Archives for the ‘web’ Category

Swarm Intelligence in HTML5 Canvas

Swarm Intelligence - I wanted to visualize different ways of particles following each other for some time now but have never really gotten to the point of doing it until one day, I was browsing through lots of amazing things people have made using HTML5 Canvas. One of these things was Daniel Puhes Liquid Particles canvas thingy which immediately reminded me of my idea and I thought – why not try and do it using HTML5 canvas? I wanted to try canvas out a little bit anyway. So, I asked Daniel for permission to use his code as an “engine” for my idea and he was ok with that. Thanks Daniel! He also made some more pretty cool stuff so go and check that out if you want.

So I took his code, refactored it a fair bit, made it so that particles follow each other instead of following the mouse and that’s how Swarm Intelligence was born. I do know that this is not real AI but I don’t care, I just like to call it that way anyways. :)

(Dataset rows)

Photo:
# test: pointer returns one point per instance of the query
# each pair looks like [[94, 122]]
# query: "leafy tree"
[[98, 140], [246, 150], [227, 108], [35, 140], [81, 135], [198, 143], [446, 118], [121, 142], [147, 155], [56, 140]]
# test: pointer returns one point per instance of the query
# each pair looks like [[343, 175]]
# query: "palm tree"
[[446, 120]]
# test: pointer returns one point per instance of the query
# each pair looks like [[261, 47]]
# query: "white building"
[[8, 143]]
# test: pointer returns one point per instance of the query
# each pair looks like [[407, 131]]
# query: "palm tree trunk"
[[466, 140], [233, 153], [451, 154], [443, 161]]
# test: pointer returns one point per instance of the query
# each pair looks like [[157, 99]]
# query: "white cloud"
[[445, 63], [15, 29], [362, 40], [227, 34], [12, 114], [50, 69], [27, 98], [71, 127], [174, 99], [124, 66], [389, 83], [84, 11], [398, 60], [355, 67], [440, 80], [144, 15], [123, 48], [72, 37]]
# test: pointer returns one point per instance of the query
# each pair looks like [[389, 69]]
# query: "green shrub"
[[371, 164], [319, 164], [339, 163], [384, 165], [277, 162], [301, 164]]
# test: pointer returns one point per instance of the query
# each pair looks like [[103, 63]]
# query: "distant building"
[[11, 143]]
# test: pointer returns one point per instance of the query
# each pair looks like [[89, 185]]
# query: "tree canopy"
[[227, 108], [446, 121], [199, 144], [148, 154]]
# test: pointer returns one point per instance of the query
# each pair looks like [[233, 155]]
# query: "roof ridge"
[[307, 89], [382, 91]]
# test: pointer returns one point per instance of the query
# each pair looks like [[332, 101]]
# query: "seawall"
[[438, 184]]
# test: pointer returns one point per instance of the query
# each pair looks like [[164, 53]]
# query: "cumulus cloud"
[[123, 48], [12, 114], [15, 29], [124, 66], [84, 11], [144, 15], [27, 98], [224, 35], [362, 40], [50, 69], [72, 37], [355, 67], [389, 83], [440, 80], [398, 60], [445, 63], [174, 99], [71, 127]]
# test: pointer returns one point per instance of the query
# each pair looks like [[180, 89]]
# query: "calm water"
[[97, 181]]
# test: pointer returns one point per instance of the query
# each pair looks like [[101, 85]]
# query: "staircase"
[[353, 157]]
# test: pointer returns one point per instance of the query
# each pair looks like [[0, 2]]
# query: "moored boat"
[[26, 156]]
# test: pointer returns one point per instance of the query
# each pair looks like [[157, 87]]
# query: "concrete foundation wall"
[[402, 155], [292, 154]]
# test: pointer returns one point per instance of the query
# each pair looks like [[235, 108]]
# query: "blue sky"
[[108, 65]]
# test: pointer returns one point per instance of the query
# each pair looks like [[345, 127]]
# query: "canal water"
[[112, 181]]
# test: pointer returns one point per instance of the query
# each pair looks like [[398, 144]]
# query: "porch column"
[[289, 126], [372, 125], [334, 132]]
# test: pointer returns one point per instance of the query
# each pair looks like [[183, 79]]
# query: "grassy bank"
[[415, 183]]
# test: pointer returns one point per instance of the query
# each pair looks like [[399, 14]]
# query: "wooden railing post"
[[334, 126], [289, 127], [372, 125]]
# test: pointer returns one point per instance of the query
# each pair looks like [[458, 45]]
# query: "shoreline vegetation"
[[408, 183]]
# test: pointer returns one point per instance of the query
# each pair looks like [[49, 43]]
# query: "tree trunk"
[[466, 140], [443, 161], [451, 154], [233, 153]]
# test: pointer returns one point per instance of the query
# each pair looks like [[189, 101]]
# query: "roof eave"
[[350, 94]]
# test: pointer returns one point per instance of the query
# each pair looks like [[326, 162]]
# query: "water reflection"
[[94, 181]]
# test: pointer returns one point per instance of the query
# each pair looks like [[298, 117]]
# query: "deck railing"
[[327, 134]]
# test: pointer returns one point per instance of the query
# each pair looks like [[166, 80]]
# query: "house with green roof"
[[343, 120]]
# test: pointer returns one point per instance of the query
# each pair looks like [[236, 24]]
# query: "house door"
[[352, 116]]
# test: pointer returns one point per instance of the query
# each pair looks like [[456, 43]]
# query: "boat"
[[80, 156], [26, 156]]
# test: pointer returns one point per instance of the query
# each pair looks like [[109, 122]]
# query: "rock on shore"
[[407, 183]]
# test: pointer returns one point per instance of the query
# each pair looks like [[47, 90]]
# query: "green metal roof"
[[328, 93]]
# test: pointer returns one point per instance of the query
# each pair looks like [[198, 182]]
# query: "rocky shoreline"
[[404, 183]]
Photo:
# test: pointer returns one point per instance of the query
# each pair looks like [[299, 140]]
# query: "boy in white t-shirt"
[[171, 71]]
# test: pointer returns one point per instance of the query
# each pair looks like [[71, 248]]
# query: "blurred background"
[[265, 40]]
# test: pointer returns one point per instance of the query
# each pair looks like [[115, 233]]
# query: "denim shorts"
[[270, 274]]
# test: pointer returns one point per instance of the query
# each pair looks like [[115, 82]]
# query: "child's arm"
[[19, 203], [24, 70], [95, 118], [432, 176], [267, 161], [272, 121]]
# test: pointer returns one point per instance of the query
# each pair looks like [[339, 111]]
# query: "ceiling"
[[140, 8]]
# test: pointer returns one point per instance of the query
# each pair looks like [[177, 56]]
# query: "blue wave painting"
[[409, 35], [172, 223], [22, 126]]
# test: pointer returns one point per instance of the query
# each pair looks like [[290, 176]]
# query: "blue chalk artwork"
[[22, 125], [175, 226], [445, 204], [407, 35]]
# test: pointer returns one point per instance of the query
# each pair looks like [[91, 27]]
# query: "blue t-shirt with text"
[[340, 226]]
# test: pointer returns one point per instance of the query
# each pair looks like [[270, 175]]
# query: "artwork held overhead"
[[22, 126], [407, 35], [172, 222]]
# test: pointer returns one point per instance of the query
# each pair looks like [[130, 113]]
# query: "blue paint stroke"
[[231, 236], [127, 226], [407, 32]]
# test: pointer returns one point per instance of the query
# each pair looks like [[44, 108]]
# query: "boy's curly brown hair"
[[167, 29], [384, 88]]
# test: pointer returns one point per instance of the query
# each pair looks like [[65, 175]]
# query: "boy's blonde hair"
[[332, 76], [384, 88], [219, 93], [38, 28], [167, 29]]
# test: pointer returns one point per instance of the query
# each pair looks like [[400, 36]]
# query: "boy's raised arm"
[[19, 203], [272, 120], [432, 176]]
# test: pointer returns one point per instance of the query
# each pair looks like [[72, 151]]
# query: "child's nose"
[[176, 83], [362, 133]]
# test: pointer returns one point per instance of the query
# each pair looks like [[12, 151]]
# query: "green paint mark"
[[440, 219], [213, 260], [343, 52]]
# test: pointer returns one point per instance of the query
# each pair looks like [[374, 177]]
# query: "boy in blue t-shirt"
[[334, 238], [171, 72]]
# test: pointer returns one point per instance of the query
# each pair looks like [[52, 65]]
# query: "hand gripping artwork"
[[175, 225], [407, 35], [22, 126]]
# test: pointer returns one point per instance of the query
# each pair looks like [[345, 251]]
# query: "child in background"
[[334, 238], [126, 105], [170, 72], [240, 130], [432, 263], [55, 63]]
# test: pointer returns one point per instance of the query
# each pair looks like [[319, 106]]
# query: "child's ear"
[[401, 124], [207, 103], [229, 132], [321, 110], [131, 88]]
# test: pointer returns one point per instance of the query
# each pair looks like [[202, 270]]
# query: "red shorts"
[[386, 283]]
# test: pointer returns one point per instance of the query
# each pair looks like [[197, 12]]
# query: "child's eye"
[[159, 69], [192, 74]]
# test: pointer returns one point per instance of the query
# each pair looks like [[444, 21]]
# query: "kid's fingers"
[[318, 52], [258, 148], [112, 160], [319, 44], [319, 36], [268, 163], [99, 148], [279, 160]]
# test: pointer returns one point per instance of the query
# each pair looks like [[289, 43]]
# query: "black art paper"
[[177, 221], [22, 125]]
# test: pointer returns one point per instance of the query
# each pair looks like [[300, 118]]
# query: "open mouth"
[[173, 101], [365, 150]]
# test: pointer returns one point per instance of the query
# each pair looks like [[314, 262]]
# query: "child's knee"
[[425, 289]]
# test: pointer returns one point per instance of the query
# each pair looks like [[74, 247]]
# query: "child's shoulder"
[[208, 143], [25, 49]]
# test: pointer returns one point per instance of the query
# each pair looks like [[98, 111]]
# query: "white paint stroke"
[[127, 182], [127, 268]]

— WHAT YOU WILL DO —
Please list every action the Swarm Intelligence post says the writer took concerning Daniel's code.

— REPLY TO THE TASK —
- Asked Daniel for permission to use his code as an "engine" for the idea
- Took his code
- Refactored it a fair bit
- Made the particles follow each other instead of following the mouse